··· Document extract
Sidney Harman, cofounder of Harman Kardon music systems was told in 1968 that his company’s factory at Bolivar, Tennessee, USA was having a crisis. Harman rushed to the factory and saw a ‘raw, ugly and, in many ways, demeaning’ facility.

The crisis was that men on night shift were supposed to get a coffee break at 10 pm but the management arbitrarily decided to postpone the break by 10 minutes when another buzzer was scheduled to sound. One might see this as no crisis.

But one worker, ‘an old black man had an epiphany’ as Harman described it. ‘He said, literally to his fellow workers, ‘I don’t work for no buzzer. The buzzer works for me. It is my job to tell me when its ten o’clock. I got me a watch. I’m going on my coffee break, and, of course, all hell broke loose’.

The worker’s principled rebellion and Harman’s refusal to be cowed by management’s senseless rule was a revelation. Harman realized ‘The technology is there to serve the men, not the reverse.’

If Harman would have sided with management at Bolivar it would have created a lot of resentment amongst the workers and a dwindling performance.

In the years to follow, Harman revamped the factory and its working and turned it into a kind of college campus offering classes in the factory premises including piano lessons. Moreover, the workers were encouraged to take most of the responsibility to run the workplace. Revamping the factory also meant providing safer and better working conditions to the workers.

Harman also created an environment where dissent was not only tolerated but also encouraged. The factory’s inhouse independent newspaper, the Bolivar Mirror, gave workers a creative and emotional outlet and they criticized Harman in its pages.

Harman thus became a pioneer of participative management, a movement he continued to influence workplaces around the world until his death in 2011.

The idea of participative management wasn’t conceived in CEO’s office and imposed on plant, said Harman; instead, it grew organically out of his going to Bolivar ‘to put out this fire.’

Harman achieved a lot more in his lifetime – he founded Harman International and was deputy secretary of commerce to the US President Jimmy Carter. But Harman looked back at the coffee break incident in Bolivar as an important event in his professional life and emerged into his own as a leader.
······
··· Excerpted records
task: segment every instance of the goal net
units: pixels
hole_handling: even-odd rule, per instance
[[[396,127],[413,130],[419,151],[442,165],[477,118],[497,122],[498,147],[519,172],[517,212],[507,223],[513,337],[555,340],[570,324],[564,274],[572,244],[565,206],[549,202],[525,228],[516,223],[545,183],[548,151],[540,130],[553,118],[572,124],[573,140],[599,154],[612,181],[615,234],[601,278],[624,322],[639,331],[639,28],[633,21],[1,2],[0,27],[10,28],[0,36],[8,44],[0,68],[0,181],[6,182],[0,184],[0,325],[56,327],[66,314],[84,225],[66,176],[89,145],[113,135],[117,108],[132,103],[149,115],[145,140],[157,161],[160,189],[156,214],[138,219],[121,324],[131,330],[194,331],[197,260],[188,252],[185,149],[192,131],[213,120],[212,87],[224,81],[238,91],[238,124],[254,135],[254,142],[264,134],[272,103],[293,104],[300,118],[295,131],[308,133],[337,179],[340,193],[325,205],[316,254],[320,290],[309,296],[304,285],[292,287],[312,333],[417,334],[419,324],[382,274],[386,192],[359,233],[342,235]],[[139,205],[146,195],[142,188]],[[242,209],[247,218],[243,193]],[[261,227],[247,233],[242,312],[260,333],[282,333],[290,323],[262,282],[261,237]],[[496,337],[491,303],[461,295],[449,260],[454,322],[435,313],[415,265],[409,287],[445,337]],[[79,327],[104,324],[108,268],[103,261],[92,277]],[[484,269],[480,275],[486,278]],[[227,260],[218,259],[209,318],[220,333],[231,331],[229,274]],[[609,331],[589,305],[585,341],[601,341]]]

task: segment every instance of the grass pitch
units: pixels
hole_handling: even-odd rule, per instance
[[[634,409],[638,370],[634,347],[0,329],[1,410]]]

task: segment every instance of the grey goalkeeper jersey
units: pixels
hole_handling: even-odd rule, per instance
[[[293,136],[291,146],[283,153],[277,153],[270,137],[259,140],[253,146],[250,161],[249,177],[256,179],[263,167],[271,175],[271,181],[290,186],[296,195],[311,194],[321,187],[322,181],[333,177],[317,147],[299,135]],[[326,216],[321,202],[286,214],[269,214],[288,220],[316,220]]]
······
§ **What you should do**: Extend the account of Sidney Harman and the Bolivar factory, picking up after its final sentence. The data comes from a separate source and is unrelated to the text.

§ **Exercise output**:
As an Occupational Health physician, the coffee break incident can be viewed as a change in thought process of an employer that resulted in revamping the factory (that was in Harman’s words, raw, ugly and in many ways demeaning) to provide better and safer working conditions resulting in fewer work-related illnesses and accidents.

Harman not only became a leader but somewhere unknowingly he also introduced good practice of occupational health as the era of sweat shops was long over and he must have viewed the coffee break as an important link between worker health and work performance.

Harman demonstrated then what I often preach now – that if employers exhibit alertness, compassion, and willingness to situations at workplace during their walkthrough rounds, a lot can be done and achieved in the arena of OH (occupational health) and eventually in protection of worker health. Read article on Ratan Tata and Occupational Health.

Today short breaks are advised especially for jobs that can cause repetitive strain injury and good employers encourage short breaks (example, for those who work continuously with computers) to protect health of workers, rejuvenate them, and bring them back to perform optimally.

Short breaks also convey a strong message – that the employer/management understands and cares! And this goes a long way in creating harmonious working atmosphere.

Occupational health (OH) as a medical specialty prevents illnesses by identifying and reducing workplace risks to health leading to improved performance in workers, and the OH physician is a leader who leads the health agenda in the corporations he works and apprises the management for necessary establishment of good occupational health practices at workplace.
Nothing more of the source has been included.